| Goal |
Which lines of the material below contain the string "giant"? Pick out and copy each of them, matching case exactly.

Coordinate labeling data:
----

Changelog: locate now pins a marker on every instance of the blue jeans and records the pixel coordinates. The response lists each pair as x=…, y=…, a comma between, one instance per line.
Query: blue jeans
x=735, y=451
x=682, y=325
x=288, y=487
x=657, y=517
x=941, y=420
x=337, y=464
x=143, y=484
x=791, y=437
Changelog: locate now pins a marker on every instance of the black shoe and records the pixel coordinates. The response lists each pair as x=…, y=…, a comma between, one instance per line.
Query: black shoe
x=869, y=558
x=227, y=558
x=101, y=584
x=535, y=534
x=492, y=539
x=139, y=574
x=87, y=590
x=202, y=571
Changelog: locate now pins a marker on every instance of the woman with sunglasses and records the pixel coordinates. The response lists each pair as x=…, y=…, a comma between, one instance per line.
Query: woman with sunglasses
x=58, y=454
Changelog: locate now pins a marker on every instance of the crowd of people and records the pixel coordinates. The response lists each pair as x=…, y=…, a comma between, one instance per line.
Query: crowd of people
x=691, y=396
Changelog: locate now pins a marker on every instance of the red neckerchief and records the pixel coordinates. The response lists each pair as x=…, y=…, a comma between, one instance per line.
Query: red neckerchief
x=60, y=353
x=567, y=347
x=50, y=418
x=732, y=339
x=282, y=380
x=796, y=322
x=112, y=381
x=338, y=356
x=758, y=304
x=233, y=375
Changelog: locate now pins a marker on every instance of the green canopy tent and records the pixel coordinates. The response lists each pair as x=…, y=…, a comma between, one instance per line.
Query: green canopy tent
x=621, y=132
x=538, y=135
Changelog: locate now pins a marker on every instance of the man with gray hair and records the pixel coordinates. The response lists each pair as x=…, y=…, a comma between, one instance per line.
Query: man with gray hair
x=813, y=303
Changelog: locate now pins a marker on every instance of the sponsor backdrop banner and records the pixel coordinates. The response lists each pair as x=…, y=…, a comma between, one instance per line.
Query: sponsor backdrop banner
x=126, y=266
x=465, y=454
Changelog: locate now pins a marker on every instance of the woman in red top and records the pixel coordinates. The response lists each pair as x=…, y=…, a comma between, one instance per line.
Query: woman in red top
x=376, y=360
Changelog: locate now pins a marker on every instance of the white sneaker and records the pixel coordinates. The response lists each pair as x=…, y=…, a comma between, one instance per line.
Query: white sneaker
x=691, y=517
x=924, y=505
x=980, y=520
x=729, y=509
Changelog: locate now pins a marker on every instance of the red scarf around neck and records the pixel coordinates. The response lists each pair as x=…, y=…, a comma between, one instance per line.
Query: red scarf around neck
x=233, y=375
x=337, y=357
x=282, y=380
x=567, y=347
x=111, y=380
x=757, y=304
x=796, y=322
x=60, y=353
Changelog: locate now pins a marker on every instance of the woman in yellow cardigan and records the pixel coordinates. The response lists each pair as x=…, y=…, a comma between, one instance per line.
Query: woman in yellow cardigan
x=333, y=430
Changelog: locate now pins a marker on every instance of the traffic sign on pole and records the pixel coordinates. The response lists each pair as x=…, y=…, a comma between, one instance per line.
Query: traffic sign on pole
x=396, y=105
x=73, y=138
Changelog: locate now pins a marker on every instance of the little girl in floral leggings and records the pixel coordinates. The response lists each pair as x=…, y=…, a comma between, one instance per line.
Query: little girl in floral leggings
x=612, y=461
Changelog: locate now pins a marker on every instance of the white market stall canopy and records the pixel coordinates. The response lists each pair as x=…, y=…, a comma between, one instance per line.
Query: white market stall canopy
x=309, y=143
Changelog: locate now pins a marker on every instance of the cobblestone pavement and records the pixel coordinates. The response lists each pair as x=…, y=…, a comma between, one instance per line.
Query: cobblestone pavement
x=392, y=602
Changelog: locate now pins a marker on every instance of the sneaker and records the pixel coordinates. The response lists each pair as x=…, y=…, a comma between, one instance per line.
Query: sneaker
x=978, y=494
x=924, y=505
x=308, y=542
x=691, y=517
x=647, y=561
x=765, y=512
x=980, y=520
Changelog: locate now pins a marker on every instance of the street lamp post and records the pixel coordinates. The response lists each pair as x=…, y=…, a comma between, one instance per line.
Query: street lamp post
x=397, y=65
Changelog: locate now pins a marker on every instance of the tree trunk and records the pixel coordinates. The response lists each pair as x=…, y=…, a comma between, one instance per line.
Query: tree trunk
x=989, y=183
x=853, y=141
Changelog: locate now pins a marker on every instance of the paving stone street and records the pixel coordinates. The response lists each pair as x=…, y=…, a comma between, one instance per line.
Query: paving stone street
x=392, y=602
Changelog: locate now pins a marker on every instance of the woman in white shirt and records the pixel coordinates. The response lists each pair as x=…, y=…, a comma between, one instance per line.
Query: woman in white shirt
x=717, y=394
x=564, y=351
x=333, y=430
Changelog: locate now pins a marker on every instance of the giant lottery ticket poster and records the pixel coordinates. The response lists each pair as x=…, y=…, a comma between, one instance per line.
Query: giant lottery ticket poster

----

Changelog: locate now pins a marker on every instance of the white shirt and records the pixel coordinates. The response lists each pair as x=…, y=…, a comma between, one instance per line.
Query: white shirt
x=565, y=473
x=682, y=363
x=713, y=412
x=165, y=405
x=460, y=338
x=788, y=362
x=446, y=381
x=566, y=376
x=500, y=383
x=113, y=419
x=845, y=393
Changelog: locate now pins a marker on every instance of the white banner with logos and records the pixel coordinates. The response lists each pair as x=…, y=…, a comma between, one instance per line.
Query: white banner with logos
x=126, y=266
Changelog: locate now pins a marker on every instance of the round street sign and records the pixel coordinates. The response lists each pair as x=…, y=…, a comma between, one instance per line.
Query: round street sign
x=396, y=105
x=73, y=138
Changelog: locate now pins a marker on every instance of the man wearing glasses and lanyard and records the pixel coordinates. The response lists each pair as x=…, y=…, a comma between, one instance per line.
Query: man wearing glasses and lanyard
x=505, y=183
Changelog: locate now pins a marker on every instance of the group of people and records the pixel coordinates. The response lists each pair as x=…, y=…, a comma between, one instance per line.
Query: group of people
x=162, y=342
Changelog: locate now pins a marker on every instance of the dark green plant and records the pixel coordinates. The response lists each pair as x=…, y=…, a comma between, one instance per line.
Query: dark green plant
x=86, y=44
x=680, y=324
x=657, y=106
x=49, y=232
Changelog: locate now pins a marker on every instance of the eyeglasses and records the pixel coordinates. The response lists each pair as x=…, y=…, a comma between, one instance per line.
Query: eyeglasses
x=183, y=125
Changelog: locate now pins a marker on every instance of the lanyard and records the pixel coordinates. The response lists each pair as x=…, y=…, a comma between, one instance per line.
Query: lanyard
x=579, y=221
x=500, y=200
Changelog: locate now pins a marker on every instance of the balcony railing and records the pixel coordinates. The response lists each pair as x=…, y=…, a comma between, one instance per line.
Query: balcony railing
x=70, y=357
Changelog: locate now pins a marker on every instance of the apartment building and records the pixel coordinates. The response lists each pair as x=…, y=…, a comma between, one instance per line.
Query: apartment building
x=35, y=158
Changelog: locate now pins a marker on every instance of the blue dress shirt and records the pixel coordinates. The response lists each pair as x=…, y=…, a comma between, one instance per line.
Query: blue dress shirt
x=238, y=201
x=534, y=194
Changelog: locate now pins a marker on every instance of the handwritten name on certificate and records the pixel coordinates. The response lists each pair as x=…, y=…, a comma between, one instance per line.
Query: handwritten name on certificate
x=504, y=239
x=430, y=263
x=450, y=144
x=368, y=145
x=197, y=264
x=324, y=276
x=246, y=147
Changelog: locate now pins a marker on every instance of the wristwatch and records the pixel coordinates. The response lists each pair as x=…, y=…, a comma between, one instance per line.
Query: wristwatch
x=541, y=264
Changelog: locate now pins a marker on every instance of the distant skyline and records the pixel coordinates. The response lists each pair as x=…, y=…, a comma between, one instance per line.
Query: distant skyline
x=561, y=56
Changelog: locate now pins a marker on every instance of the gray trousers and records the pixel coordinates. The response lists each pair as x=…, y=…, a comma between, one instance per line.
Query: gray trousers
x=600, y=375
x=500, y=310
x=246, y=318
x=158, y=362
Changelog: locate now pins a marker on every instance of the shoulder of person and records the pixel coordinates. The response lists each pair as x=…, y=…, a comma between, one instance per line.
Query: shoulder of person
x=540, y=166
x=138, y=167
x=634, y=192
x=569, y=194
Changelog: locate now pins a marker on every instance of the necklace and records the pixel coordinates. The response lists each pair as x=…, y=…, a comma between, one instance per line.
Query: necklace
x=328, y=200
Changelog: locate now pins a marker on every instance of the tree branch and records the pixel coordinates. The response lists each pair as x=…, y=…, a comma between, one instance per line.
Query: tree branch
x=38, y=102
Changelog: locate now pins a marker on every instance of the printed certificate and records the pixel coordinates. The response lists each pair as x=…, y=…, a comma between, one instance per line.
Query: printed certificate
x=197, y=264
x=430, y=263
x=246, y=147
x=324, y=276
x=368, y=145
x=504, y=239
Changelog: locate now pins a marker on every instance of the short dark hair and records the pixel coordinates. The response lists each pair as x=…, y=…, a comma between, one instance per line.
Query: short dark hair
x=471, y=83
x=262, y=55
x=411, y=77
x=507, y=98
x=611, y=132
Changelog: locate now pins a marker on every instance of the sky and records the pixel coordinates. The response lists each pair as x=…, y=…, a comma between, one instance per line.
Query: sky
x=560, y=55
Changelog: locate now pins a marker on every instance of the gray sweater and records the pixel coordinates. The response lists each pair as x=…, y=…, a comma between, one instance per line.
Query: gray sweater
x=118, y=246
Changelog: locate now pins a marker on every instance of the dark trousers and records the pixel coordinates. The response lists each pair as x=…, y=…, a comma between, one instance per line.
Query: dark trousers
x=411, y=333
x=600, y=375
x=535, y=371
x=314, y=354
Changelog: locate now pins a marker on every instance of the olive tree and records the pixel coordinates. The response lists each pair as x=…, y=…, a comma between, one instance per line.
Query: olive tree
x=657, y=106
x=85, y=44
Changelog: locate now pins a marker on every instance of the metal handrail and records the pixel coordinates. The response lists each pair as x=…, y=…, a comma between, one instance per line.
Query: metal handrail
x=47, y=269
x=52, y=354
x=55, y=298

----

| Finished exercise |
Changelog: locate now pins a marker on every instance of the giant lottery ticket poster and records the pixel coordinates. The response lists each pair as x=…, y=…, a comma between, one instance per line.
Query: giant lottery ticket poster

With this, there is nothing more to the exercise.